## WHAT NEEDS TO BE DONE
Repeat the entire listing exactly.

## Region outline entries
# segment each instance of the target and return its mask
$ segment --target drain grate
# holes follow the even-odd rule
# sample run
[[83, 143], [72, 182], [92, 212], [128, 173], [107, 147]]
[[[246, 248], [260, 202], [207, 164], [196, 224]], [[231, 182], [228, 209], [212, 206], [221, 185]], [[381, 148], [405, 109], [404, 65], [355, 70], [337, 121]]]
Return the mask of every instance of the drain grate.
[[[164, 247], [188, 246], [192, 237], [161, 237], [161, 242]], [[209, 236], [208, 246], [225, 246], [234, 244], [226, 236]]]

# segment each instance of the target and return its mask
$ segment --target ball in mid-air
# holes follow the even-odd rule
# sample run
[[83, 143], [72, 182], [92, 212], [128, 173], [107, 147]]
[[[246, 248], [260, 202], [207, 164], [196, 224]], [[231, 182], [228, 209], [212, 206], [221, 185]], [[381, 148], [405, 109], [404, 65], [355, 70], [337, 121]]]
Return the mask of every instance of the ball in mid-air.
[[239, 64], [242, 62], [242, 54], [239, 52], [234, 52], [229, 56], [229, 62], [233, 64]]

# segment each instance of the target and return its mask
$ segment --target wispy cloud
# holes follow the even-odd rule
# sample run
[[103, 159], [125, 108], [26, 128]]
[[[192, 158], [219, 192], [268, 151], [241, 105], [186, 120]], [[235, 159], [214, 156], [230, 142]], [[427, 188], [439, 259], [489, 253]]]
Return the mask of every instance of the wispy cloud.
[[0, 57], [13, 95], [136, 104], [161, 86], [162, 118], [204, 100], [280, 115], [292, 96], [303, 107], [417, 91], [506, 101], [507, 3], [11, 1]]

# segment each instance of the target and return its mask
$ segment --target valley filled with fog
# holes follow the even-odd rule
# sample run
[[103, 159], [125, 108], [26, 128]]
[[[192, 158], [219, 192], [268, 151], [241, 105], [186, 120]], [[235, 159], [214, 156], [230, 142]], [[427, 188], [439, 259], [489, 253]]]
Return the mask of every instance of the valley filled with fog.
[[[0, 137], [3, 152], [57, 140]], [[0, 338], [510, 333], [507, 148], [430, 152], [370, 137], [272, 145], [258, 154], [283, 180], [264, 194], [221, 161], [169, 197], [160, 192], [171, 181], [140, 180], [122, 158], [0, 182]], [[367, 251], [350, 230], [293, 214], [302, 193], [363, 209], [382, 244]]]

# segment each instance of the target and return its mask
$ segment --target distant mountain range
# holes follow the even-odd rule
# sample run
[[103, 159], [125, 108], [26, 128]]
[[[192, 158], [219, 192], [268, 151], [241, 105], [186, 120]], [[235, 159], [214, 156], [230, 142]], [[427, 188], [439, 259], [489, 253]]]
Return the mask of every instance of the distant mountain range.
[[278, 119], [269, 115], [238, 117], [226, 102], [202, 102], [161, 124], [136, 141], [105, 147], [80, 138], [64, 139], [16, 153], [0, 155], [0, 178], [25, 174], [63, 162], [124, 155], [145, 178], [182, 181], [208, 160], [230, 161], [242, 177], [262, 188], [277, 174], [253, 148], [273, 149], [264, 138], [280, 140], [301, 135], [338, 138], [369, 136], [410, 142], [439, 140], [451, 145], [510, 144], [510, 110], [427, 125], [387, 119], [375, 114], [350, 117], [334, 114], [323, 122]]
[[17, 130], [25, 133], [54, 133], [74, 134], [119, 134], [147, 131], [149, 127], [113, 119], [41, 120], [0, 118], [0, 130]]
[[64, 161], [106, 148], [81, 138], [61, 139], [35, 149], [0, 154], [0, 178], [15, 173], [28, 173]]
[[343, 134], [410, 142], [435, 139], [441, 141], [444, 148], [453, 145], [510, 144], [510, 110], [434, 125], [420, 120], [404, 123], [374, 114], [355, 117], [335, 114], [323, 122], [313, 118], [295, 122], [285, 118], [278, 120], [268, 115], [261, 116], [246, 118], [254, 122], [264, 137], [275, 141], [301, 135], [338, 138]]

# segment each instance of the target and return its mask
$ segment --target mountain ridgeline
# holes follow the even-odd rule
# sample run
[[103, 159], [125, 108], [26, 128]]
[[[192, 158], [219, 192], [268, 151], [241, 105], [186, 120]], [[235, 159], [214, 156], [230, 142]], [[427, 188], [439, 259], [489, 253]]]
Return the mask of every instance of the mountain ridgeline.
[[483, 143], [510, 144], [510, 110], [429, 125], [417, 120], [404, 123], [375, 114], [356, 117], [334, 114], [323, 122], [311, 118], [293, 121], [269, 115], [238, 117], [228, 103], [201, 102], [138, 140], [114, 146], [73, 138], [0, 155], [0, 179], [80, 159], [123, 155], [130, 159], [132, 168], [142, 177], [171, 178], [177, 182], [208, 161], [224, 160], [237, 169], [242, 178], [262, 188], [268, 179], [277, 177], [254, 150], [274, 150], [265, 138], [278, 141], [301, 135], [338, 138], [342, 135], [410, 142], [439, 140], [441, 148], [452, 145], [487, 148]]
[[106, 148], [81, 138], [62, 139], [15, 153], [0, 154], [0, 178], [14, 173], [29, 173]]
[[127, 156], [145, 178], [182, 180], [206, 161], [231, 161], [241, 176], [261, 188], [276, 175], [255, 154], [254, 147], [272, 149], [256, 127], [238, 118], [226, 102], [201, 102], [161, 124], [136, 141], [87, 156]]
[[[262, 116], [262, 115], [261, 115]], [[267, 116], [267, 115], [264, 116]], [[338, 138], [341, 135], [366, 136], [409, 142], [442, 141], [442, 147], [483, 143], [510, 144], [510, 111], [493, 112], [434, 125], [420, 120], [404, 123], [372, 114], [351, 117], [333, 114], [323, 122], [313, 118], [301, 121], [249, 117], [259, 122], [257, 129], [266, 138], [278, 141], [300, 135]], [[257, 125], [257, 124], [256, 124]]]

## EXERCISE RESPONSE
# segment each instance of the target and return its mask
$ segment --target drain grate
# holes follow the even-odd rule
# sample run
[[83, 143], [72, 182], [92, 212], [128, 173], [107, 147]]
[[[246, 248], [260, 202], [207, 164], [196, 224]], [[231, 182], [228, 209], [212, 206], [221, 185]], [[381, 148], [405, 109], [404, 65], [355, 70], [337, 121]]]
Return the mask of every instance of the drain grate.
[[[164, 247], [188, 246], [192, 237], [161, 237], [161, 242]], [[209, 236], [208, 246], [225, 246], [234, 244], [226, 236]]]

# segment each instance of the target and return its mask
$ segment --target ball in mid-air
# holes follow the even-odd rule
# sample run
[[83, 143], [72, 182], [92, 212], [128, 173], [107, 147]]
[[[246, 248], [260, 202], [207, 164], [196, 224]], [[231, 182], [228, 209], [212, 206], [221, 185]], [[381, 148], [405, 109], [404, 65], [355, 70], [337, 121]]]
Return the mask of every instance of the ball in mid-air.
[[239, 64], [242, 62], [242, 54], [239, 52], [234, 52], [229, 56], [229, 62], [233, 64]]

# segment each instance of the target and return its mask
$ segment --target wispy cloud
# holes follow the even-odd rule
# sample run
[[103, 159], [125, 108], [26, 128]]
[[[192, 158], [219, 192], [268, 151], [241, 105], [186, 120]], [[235, 159], [214, 156], [230, 142]], [[427, 188], [439, 259], [489, 253]]]
Return the mask of every instance of the wispy cloud.
[[0, 57], [13, 95], [136, 104], [161, 86], [162, 118], [204, 100], [280, 115], [292, 96], [303, 107], [417, 91], [506, 101], [507, 3], [11, 1]]

# segment each instance of the target and return its mask
$ segment --target valley filled with fog
# holes follow the even-odd rule
# sample run
[[103, 159], [125, 108], [26, 128]]
[[[192, 158], [219, 192], [268, 151], [241, 105], [186, 120]], [[235, 159], [214, 156], [230, 142]], [[427, 188], [439, 259], [489, 253]]]
Return the mask of every instance of the valley filled with fog.
[[[0, 137], [3, 152], [57, 140]], [[0, 338], [510, 333], [507, 148], [430, 152], [370, 137], [272, 145], [258, 154], [283, 180], [264, 194], [221, 161], [169, 197], [160, 192], [171, 181], [140, 180], [122, 158], [0, 182]], [[367, 251], [350, 230], [293, 214], [302, 193], [363, 209], [382, 244]]]

# segment each instance of the target and return its mask
$ segment --target distant mountain range
# holes follow the even-odd rule
# sample run
[[103, 159], [125, 108], [26, 128]]
[[[192, 158], [219, 192], [268, 151], [241, 105], [186, 120]], [[235, 159], [214, 156], [230, 142]], [[427, 188], [439, 259], [489, 253]]]
Return the mask of every instance of the distant mountain range.
[[278, 119], [269, 115], [238, 117], [226, 102], [202, 102], [161, 124], [136, 141], [105, 147], [80, 138], [64, 139], [16, 153], [0, 155], [0, 178], [25, 174], [63, 162], [124, 155], [145, 178], [182, 181], [208, 160], [230, 161], [242, 177], [262, 188], [277, 174], [253, 148], [273, 149], [264, 138], [280, 140], [301, 135], [338, 138], [369, 136], [410, 142], [439, 140], [451, 145], [510, 144], [510, 110], [427, 125], [387, 119], [375, 114], [350, 117], [334, 114], [323, 122]]
[[17, 130], [25, 133], [54, 133], [74, 134], [119, 134], [147, 131], [149, 127], [113, 119], [41, 120], [0, 118], [0, 130]]
[[64, 161], [106, 148], [81, 138], [61, 139], [35, 149], [0, 154], [0, 178], [15, 173], [28, 173]]
[[343, 134], [410, 142], [435, 139], [441, 141], [444, 148], [453, 145], [510, 144], [510, 110], [434, 125], [420, 120], [404, 123], [374, 114], [355, 117], [335, 114], [323, 122], [313, 118], [295, 122], [285, 118], [278, 120], [268, 115], [261, 116], [246, 118], [254, 122], [264, 137], [275, 141], [301, 135], [338, 138]]

# segment each instance of the target and return its mask
$ segment --target mountain ridgeline
# holes follow the even-odd rule
# sample run
[[103, 159], [125, 108], [26, 128]]
[[[192, 158], [219, 192], [268, 151], [241, 105], [186, 120]], [[235, 159], [214, 156], [230, 142]], [[427, 188], [439, 259], [489, 253]]]
Return the mask of every instance of the mountain ridgeline.
[[483, 143], [510, 144], [510, 110], [429, 125], [417, 120], [404, 123], [375, 114], [356, 117], [334, 114], [323, 122], [311, 118], [293, 121], [269, 115], [238, 117], [228, 103], [201, 102], [138, 140], [114, 146], [73, 138], [0, 155], [0, 179], [80, 159], [123, 155], [130, 159], [132, 168], [142, 177], [171, 178], [177, 182], [208, 161], [224, 160], [237, 169], [242, 178], [262, 188], [268, 179], [277, 177], [254, 150], [274, 150], [265, 138], [278, 141], [301, 135], [338, 138], [342, 135], [410, 142], [439, 140], [441, 148], [452, 145], [487, 148]]
[[106, 148], [81, 138], [62, 139], [15, 153], [0, 154], [0, 178], [14, 173], [29, 173]]
[[127, 156], [145, 178], [182, 180], [206, 161], [231, 161], [241, 176], [261, 188], [276, 175], [255, 154], [254, 147], [272, 149], [256, 127], [238, 118], [226, 102], [201, 102], [161, 124], [136, 141], [87, 156]]
[[[262, 116], [262, 115], [261, 115]], [[267, 116], [267, 115], [264, 116]], [[338, 138], [341, 135], [366, 136], [409, 142], [442, 141], [442, 147], [483, 143], [510, 144], [510, 111], [493, 112], [434, 125], [420, 120], [404, 123], [372, 114], [351, 117], [333, 114], [323, 122], [313, 118], [301, 121], [249, 117], [259, 122], [257, 129], [266, 138], [278, 141], [300, 135]], [[257, 125], [257, 124], [256, 124]]]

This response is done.